+++ Recorded information

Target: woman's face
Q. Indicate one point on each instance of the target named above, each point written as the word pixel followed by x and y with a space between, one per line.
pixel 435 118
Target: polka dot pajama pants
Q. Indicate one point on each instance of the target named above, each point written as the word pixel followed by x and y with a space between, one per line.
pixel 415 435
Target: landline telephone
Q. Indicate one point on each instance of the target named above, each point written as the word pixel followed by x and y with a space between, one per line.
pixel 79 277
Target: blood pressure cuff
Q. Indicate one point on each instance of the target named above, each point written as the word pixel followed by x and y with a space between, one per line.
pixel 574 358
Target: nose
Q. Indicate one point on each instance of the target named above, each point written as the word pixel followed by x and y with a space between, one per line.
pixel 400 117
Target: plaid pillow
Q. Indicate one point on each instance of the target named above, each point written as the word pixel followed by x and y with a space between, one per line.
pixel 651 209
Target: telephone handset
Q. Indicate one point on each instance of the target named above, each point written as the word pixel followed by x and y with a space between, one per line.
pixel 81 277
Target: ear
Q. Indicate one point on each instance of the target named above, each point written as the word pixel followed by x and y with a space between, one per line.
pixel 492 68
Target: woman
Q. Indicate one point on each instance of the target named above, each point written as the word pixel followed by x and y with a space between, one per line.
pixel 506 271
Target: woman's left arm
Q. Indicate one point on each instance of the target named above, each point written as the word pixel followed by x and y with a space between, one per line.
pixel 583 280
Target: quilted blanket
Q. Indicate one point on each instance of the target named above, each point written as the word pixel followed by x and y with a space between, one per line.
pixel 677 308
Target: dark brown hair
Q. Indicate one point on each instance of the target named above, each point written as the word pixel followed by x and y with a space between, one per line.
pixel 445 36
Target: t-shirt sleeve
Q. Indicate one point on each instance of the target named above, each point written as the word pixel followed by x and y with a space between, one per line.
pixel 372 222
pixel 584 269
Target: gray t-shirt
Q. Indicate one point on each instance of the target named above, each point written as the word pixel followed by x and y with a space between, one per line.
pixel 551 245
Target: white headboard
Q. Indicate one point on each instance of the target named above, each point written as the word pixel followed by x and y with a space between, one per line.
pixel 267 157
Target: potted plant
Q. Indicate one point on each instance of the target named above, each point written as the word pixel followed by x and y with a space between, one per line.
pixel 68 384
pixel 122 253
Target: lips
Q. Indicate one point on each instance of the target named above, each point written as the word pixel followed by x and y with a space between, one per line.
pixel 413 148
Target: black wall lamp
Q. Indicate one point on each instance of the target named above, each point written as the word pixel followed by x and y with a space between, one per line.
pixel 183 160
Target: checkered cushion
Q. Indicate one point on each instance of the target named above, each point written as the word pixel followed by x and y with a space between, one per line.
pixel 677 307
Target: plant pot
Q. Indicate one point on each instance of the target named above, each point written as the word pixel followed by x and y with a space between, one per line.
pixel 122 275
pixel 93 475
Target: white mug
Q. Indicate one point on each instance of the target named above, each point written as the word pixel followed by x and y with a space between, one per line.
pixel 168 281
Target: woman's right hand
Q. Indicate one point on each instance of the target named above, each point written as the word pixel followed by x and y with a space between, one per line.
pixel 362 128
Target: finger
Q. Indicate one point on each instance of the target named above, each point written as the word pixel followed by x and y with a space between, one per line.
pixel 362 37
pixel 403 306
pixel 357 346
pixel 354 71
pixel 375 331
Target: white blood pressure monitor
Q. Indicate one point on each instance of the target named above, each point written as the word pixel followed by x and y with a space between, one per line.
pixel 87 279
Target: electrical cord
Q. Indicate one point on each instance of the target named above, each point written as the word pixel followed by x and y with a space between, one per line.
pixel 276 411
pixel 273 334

++++++

--- Task objective ---
In the data, count the lines that include the string "pressure", then give that number and nothing more.

--- Output ---
2